_STATED EXERCISE_
In the records below, change each "Coordinates" to "Points". Leave everything else as it is.

====================

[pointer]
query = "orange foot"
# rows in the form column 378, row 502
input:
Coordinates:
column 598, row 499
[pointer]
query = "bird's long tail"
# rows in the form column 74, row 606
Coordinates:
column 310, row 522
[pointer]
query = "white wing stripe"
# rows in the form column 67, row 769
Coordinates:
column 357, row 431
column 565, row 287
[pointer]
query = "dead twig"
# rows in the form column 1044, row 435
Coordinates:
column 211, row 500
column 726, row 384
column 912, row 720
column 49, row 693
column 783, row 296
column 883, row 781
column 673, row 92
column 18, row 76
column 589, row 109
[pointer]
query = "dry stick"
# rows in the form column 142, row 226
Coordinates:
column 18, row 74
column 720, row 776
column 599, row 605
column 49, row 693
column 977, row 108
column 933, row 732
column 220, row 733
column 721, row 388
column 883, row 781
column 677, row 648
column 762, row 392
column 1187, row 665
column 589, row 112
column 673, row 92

====================

_TASK RESPONSE_
[pointer]
query = "orange foot"
# rows in the form column 378, row 502
input:
Points:
column 598, row 499
[pointer]
query = "bird's long tail"
# rows in the form column 74, row 606
Points:
column 310, row 522
[pointer]
query = "white wing stripe"
# rows in the form column 67, row 769
Points:
column 357, row 431
column 565, row 287
[pointer]
query = "dead twig"
# rows in the form column 1044, row 435
Points:
column 211, row 500
column 726, row 384
column 912, row 720
column 49, row 693
column 783, row 296
column 883, row 781
column 673, row 92
column 18, row 76
column 589, row 109
[pointer]
query = "dry stick"
# rows in the form column 142, row 226
Points:
column 18, row 74
column 720, row 776
column 599, row 605
column 49, row 693
column 977, row 108
column 933, row 732
column 220, row 733
column 721, row 388
column 883, row 781
column 677, row 648
column 762, row 392
column 1187, row 665
column 589, row 112
column 673, row 92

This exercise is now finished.